About this exercise: When you reach the line containing "Question. For every instance of the street pavement" in the entries below, please begin setting down lines exactly, stop only after the last one, and add nothing else.

Input data:

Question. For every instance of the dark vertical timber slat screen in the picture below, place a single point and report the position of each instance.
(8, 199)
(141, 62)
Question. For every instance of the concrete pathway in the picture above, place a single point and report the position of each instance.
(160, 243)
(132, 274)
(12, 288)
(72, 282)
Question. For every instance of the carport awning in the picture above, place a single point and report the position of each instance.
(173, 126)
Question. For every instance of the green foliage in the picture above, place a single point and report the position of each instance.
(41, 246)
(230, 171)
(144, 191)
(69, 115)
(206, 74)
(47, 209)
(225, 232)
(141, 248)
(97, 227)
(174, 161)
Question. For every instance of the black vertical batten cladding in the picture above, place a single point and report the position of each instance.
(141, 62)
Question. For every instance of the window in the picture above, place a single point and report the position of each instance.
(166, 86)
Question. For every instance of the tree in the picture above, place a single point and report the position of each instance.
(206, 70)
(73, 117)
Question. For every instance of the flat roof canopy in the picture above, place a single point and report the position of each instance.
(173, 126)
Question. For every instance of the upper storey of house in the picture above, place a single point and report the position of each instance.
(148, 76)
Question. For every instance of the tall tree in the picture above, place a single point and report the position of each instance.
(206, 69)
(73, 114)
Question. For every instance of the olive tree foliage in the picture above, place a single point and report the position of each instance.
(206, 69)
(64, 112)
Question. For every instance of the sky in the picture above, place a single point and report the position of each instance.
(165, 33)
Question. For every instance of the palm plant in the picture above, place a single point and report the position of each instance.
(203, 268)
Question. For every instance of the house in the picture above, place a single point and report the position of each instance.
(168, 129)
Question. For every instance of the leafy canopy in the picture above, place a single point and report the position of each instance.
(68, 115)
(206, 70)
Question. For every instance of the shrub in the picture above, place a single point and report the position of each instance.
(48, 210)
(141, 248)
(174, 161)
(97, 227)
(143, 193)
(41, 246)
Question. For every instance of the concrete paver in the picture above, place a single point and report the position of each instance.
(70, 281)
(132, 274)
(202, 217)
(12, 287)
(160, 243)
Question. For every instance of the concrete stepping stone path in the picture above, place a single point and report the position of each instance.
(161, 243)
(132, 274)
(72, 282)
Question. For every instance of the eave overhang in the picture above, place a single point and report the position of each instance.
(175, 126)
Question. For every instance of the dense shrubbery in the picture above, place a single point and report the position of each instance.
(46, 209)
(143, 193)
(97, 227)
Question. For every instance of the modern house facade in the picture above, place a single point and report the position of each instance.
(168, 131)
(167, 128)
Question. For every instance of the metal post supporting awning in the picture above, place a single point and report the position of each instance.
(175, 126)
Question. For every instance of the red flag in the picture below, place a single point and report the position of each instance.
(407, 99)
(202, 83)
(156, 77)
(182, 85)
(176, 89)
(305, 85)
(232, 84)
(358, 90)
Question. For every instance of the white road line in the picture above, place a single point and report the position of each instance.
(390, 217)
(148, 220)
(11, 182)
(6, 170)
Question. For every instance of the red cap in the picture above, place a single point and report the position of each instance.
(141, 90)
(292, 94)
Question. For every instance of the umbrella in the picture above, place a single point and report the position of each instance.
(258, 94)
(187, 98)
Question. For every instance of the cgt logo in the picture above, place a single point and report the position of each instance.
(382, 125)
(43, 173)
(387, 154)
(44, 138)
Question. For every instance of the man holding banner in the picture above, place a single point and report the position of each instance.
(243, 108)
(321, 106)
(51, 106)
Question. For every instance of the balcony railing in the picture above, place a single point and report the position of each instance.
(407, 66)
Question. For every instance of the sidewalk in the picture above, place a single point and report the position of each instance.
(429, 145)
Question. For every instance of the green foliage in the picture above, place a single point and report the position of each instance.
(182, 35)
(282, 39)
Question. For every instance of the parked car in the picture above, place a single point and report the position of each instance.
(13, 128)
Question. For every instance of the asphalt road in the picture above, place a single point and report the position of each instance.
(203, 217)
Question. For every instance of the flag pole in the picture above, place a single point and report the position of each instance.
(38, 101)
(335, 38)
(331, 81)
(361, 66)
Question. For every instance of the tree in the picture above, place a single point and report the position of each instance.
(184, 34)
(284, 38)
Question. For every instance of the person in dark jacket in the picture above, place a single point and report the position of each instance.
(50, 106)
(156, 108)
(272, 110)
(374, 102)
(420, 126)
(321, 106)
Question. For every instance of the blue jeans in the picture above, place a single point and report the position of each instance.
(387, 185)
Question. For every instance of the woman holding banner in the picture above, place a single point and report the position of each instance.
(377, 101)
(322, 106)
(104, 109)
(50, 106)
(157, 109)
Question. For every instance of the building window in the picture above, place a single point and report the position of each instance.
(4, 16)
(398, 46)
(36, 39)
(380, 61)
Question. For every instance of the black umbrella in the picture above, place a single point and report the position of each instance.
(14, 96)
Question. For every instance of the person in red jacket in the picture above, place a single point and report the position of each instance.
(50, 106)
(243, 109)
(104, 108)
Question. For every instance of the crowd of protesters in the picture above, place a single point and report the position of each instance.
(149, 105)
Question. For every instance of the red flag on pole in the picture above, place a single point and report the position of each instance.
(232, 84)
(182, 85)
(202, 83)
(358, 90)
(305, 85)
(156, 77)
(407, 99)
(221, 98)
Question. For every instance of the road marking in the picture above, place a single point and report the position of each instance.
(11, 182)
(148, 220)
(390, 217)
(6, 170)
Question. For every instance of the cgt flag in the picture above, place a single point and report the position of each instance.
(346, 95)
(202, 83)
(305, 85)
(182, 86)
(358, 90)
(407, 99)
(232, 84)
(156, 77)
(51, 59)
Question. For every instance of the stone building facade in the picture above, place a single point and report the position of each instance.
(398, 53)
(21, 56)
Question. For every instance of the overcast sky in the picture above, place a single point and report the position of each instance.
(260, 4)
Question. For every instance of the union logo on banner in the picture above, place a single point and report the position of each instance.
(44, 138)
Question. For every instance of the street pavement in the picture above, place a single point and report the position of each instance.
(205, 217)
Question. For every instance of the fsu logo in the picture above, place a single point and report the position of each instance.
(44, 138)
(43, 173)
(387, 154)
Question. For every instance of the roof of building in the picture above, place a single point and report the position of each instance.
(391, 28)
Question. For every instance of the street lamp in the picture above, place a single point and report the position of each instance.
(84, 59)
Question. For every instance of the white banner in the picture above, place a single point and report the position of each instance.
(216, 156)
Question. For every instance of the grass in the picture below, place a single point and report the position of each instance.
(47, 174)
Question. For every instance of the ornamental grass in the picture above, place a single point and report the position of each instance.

Exercise response:
Question. For every instance of the street pavement in the picture above, place a single point and report the position of each instance.
(205, 217)
Question. For every instance of the fsu logo in the picture above, place a single point and report the position of each instance.
(44, 138)
(43, 173)
(387, 154)
Question. For every instance of the roof of building in the picture above, place a single point and report the position of each instance.
(391, 28)
Question. For every instance of the street lamp in the picture above, place a single point and report the position of each instance.
(84, 59)
Question. For every instance of the white banner in the picture above, place a single point and report the position of each instance.
(216, 156)
Question. For every instance of the grass in the picture below, place a single point and report the position of each instance.
(47, 174)
Question. For every instance of the ornamental grass in the picture above, place a single point and report the position of each instance.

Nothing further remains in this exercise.